ギリシャでは肌に油を塗り、全裸で運動したため、運動後には肌かき器で汚れを落としたとか。
そのための道具が展示されているのは面白い。

「ストリギリス(肌かき器)」ポーラ文化研究所 前3~前1世紀(ネット画像)

そんなテルマエを、大衆の娯楽のために、驚くほどの規模へと発展させたのはローマ人。
ギリシャでは女性の入浴の場は自宅に限られてたが、ローマでは女性もテルマエに通うことができた。

ローマ人にとって、テルマエは単なる体を洗う場所ではなく、身体を動かし、汗を流し、多くの人と交流して、心身の健康を保つための場所でした。種々の浴室のほかに、運動場やいくつもの部屋が付随していたのは、テルマエの複合施設としての性格を示しています。
大規模なテルマエをつくるには、用地と水道が必要でした。
紀元前19年にウィルゴ水道が敷設されると、水や湯をふんだんに使用する正真正銘のテルマエとなりました。
テルマエには、浴室のほかに運動場やいくつもの部屋が付随し、複合娯楽施設として人々に享受されました。 食事や音楽を楽しむ者もいれば、朗読会が催されるなど、文化サロンのような側面もありました。なかには、図書館が併設されてたテルマエもがあったことが知られています。

―サイトより

撮影はできなかったが、テルマエの断面図や再現映像などもあり、いろいろな施設が複合されたテルマエの構造をイメージすることが出来た。

テルマエで実際に使われていた品々。
この時代に、こんなに精巧なものが作られていたのか、というのは驚く。

「銅製把手付ガラス壺」MIHO MUSEUM 3-4世紀(ネット画像)
「ゴールドバンド装飾瓶」平山郁夫シルクロード美術館 1世紀(ネット画像)

「ライオン頭部形の吐水口」ナポリ国立考古学博物館 1世紀(ネット画像)

第3章:テルマエと美術

テルマエは、大衆が美術品を間近に見ることのできる場でもありました。床には水に強いモザイクが好まれました。
また、ローマの大規模なテルマエには、数多くの大理石彫刻も飾られ、皇帝や浴場の建設者の肖像のほかに、神々の像や古代ギリシャの有名作品のコピーが壁面のニッチや円柱の間の台座の上に並んでいました。

## [問題]
対象の文章のうち、「第3章:テルマエと美術」から「の台座の上に並んでいました。」までの部分を一字も変えずに書き写せ。

## [元データ]
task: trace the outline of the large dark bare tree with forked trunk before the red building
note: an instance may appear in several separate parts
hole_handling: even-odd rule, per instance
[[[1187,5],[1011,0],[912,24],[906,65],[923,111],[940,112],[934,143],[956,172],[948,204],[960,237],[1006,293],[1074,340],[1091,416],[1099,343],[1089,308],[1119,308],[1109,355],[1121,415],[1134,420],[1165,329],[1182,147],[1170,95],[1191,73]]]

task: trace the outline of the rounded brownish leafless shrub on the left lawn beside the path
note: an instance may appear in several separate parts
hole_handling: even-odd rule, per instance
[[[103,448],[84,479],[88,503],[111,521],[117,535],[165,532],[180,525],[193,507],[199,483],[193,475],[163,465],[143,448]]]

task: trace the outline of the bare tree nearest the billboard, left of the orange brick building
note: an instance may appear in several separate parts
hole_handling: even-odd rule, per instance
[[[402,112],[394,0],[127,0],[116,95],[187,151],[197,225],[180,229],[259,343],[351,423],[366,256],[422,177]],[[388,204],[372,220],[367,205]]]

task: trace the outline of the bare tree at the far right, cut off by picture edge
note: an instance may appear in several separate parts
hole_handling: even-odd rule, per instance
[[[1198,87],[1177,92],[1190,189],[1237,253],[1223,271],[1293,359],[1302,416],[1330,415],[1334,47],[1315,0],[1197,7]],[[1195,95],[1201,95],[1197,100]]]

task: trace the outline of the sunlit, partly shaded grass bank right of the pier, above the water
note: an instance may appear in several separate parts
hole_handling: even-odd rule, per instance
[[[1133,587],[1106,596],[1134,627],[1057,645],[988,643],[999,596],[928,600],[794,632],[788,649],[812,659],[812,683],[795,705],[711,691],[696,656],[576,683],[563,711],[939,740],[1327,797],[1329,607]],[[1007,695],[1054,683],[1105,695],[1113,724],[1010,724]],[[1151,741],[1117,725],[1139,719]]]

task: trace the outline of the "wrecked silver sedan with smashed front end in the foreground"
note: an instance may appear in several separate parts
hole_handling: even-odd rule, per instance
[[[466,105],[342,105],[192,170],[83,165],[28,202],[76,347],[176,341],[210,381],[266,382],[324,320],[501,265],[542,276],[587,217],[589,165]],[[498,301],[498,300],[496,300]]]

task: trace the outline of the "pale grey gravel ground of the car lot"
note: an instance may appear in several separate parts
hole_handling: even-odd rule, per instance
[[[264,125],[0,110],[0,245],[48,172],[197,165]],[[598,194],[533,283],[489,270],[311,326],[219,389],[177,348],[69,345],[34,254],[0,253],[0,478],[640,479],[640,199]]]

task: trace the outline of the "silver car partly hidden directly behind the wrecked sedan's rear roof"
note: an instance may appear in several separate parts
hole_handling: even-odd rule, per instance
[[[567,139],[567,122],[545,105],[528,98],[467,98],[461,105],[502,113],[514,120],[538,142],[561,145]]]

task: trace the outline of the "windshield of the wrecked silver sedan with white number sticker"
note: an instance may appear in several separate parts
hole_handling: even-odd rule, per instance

## [解答]
第3章:テルマエと美術

テルマエは、大衆が美術品を間近に見ることのできる場でもありました。床には水に強いモザイクが好まれました。
また、ローマの大規模なテルマエには、数多くの大理石彫刻も飾られ、皇帝や浴場の建設者の肖像のほかに、神々の像や古代ギリシャの有名作品のコピーが壁面のニッチや円柱の間の台座の上に並んでいました。